───── MATERIAL FOR THIS TASK

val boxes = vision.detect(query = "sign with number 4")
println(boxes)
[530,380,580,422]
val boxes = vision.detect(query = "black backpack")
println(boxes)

──────────

• **WHAT TO PRODUCE**
Once the records are read, print each of them exactly as written.

• **SOLUTION TO THIS PROBLEM**
val boxes = vision.detect(query = "sign with number 4")
println(boxes)
[530,380,580,422]
val boxes = vision.detect(query = "black backpack")
println(boxes)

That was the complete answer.